Set problem:
Add 82 to every coordinate in the answers and write out the section again, requests included, that opens with the line containing "Detect green circle" and closes with the line containing "560, 620, 661, 708".
=== Record set ===
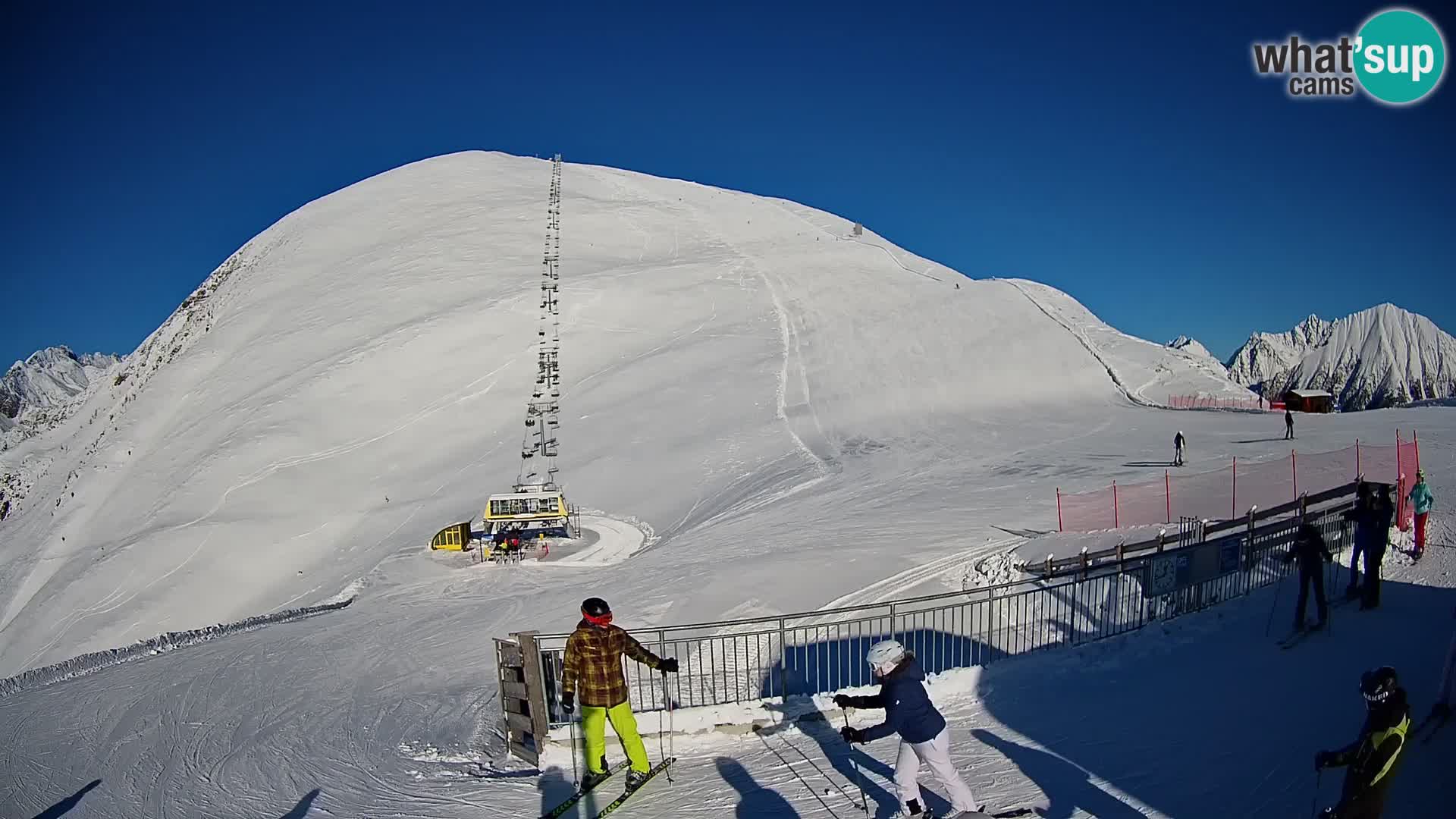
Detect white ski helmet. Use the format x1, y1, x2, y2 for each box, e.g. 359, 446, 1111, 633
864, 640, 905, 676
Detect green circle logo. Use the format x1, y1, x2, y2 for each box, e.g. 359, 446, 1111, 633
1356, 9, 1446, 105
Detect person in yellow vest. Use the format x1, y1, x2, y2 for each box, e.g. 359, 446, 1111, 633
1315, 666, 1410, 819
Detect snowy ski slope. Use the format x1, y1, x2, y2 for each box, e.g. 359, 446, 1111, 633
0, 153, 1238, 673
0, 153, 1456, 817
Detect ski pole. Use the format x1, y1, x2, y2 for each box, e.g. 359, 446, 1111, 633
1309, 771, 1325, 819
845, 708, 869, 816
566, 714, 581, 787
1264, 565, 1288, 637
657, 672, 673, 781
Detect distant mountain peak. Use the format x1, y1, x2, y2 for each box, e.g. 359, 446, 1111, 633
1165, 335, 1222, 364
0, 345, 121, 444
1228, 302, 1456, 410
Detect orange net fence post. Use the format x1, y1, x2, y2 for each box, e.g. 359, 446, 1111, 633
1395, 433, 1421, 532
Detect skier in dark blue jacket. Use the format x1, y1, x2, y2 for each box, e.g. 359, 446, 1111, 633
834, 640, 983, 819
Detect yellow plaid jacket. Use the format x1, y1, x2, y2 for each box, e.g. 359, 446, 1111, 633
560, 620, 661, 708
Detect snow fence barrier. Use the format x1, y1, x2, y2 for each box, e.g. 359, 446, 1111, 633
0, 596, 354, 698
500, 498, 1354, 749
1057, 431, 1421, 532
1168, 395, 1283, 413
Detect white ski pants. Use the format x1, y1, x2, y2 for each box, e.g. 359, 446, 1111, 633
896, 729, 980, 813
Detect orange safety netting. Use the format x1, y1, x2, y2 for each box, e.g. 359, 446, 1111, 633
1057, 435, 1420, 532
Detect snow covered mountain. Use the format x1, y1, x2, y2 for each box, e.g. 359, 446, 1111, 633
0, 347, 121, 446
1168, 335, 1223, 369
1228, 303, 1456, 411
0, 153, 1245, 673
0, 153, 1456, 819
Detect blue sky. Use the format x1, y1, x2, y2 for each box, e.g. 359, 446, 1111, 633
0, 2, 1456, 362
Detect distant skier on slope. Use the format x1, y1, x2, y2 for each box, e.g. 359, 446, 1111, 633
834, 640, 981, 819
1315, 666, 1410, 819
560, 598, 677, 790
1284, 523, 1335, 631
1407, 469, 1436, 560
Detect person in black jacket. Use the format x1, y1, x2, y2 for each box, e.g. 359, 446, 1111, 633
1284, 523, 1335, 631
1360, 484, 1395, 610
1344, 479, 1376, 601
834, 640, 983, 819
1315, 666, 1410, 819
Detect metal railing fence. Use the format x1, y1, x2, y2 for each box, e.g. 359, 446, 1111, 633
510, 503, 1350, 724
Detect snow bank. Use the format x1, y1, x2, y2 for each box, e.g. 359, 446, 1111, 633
===
Final answer:
Detect green circle logo. Use the format x1, y1, x2, y2 for each box, e.g. 359, 446, 1111, 633
1438, 91, 1528, 187
Detect person in yellow vest. Use the format x1, y1, x2, y2 for each box, e.g. 359, 446, 1111, 633
1397, 748, 1492, 901
Detect snowy ski slope. Use the format x1, y1, x2, y2 for each box, e.g. 359, 446, 1111, 633
82, 235, 1320, 755
82, 235, 1538, 899
Detect ski pole. Use the format x1, y1, x2, y2 for each box, e.g. 359, 446, 1111, 633
1391, 853, 1407, 901
927, 790, 951, 898
648, 796, 663, 869
1346, 647, 1370, 719
739, 754, 755, 863
Detect distant mountain peak. Use the format x1, y1, x2, y2 for each box, e.g. 359, 446, 1111, 633
1247, 417, 1304, 446
82, 427, 203, 526
1310, 384, 1538, 492
Detect orange net fence post. Use the format x1, y1, x2, y2 for each box, e.g. 359, 446, 1111, 633
1477, 515, 1503, 614
Detect skier in dark blue jacket. Use the format x1, y1, x2, y2 for each box, e.g. 359, 446, 1111, 633
916, 722, 1065, 901
Detect yellow plaid jacket. Use the format x1, y1, x2, y2 for each box, e.g. 359, 446, 1111, 633
642, 702, 743, 790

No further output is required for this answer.